What needs to be done: Each line below that carries the string "blurred" must appear in the answer.

Data for this exercise:
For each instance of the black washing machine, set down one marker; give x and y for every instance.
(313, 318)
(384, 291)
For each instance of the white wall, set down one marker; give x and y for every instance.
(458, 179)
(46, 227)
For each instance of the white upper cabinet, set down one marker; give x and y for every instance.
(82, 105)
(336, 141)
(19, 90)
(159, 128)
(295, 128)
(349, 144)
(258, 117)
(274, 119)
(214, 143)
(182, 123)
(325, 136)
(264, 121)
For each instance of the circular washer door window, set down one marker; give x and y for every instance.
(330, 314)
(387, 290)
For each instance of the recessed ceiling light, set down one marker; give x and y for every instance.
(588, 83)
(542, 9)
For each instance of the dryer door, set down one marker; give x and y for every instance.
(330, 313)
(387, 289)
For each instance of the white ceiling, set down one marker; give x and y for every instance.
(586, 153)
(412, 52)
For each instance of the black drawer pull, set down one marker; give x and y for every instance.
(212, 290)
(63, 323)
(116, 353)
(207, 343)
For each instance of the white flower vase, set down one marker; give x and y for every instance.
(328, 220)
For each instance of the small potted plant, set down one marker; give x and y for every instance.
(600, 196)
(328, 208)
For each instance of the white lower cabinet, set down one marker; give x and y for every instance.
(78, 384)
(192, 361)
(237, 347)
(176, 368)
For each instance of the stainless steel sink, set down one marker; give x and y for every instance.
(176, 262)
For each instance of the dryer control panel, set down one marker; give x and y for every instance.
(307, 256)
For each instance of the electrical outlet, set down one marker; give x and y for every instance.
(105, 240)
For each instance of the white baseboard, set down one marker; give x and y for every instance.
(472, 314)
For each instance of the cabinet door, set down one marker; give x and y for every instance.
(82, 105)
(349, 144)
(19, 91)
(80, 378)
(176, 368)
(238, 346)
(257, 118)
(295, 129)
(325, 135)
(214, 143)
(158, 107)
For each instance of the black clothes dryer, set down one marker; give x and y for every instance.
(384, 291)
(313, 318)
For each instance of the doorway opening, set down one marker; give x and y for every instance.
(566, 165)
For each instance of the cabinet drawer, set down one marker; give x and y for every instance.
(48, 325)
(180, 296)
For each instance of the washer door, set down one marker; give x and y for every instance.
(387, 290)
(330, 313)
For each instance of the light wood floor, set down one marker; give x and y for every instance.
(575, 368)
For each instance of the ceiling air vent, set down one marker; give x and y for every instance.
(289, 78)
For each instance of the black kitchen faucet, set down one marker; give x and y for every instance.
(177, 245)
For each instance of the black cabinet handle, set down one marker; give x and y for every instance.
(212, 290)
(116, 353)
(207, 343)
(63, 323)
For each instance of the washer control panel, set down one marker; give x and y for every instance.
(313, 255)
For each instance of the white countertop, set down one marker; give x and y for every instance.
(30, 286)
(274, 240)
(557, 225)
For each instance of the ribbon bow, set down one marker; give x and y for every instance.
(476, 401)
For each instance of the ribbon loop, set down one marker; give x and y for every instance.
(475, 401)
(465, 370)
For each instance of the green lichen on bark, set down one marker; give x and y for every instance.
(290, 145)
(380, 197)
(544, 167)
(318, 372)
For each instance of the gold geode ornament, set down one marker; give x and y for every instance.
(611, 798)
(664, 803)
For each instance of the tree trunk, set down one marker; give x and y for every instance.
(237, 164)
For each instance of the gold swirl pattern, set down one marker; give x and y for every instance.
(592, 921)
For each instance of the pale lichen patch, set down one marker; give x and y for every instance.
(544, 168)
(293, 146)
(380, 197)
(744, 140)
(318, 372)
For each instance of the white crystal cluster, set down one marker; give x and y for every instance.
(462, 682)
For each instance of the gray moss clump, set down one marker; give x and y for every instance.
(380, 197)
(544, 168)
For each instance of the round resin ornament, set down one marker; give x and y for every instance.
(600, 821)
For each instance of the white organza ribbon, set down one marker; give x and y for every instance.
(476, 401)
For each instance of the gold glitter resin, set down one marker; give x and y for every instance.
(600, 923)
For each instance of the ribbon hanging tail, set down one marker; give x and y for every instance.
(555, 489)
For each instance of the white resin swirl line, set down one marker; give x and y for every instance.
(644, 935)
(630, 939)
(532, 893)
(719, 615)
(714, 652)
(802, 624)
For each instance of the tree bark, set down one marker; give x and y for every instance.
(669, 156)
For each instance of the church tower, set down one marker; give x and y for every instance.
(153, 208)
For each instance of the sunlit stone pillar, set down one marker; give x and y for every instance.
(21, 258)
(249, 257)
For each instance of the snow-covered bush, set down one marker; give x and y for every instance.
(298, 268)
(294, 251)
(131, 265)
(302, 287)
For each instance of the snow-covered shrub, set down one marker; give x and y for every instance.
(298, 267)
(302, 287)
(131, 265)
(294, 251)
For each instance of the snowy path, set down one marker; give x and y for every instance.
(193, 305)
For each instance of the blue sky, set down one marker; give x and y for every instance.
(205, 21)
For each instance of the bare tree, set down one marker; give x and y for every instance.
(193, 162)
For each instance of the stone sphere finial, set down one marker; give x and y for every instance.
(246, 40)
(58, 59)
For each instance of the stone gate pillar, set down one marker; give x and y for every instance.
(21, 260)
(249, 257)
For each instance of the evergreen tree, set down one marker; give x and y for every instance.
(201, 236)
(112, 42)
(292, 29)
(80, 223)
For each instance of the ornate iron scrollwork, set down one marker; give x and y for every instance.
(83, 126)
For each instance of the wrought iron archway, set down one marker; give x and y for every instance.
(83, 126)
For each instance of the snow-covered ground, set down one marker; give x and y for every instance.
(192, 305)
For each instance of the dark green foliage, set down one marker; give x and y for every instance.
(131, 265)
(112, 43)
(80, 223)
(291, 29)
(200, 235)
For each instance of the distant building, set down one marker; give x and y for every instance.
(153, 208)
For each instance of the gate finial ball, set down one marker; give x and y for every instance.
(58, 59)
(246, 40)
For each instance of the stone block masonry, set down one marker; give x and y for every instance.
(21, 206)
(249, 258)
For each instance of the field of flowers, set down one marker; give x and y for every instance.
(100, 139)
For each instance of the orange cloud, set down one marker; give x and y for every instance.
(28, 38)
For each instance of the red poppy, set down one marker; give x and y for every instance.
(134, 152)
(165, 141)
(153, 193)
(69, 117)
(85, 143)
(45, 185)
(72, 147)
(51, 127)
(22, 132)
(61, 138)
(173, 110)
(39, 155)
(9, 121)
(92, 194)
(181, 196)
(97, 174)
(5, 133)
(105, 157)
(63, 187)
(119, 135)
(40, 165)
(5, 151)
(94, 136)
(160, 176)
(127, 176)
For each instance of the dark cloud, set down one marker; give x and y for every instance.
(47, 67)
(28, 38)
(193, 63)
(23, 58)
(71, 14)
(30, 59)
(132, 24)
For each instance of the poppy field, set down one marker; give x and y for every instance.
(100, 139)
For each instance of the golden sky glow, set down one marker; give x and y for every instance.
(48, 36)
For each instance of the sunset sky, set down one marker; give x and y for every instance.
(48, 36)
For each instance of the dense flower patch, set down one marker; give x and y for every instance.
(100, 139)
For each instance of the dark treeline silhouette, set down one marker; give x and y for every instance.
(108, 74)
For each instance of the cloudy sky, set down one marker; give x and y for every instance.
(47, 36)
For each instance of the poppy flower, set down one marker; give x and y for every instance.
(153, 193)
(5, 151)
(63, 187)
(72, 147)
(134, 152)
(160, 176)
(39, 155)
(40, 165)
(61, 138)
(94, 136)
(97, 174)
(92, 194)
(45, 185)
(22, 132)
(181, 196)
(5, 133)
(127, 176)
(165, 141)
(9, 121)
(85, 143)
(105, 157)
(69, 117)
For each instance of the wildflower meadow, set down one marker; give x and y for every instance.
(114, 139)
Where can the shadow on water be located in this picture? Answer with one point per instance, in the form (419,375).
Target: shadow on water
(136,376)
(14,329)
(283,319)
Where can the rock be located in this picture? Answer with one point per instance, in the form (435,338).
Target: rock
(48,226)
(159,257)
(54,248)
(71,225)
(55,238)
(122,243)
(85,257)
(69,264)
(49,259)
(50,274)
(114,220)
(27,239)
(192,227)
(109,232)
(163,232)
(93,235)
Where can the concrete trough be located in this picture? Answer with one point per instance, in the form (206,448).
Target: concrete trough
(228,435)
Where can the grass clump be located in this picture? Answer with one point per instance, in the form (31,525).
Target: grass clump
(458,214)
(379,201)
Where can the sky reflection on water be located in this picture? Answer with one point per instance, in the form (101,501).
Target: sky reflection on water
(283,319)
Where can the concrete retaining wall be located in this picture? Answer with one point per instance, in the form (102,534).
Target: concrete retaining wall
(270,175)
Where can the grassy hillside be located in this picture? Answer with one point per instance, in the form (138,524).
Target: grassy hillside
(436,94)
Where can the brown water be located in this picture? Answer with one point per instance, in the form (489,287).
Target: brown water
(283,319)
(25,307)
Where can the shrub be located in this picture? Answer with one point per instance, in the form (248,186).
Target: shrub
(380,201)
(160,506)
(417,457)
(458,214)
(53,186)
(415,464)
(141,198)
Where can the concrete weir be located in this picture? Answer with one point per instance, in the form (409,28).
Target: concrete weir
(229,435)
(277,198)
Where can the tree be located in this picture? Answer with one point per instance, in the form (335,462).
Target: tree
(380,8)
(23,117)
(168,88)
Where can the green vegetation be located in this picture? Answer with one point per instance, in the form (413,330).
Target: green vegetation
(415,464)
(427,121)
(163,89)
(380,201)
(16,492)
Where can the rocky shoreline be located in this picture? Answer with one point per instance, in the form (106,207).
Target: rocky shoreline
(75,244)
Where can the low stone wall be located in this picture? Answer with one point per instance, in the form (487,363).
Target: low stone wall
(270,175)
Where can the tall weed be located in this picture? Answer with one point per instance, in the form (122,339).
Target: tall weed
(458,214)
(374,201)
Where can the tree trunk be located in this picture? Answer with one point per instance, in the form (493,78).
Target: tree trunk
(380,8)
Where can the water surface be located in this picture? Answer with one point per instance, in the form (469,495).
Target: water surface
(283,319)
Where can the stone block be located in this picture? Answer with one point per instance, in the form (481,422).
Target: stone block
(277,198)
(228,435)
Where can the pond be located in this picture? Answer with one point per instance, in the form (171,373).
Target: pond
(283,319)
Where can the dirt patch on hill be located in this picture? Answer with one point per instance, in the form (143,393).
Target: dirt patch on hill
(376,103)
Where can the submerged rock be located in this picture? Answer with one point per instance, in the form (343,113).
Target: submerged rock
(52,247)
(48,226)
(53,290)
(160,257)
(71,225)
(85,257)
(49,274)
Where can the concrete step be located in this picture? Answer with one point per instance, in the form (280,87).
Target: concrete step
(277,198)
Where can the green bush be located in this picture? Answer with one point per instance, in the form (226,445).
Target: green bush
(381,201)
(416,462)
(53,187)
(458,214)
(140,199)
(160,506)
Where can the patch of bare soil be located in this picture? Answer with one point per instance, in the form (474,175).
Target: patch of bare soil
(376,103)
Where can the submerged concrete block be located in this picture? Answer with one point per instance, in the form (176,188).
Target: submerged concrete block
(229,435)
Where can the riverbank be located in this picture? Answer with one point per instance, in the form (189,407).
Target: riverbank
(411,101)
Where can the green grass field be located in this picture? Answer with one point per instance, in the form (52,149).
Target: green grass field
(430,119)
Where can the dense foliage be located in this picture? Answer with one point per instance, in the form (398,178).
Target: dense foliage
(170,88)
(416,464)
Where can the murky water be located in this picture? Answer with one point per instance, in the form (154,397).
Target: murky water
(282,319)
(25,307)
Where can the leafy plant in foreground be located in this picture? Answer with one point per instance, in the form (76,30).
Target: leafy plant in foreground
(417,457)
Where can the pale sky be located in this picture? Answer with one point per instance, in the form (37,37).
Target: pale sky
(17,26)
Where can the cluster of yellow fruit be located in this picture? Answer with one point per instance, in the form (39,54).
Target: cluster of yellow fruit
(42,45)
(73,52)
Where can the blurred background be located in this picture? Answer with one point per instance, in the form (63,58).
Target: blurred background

Task output:
Where can the blurred background be located in this picture? Answer with one point per instance, in the form (63,58).
Target: blurred background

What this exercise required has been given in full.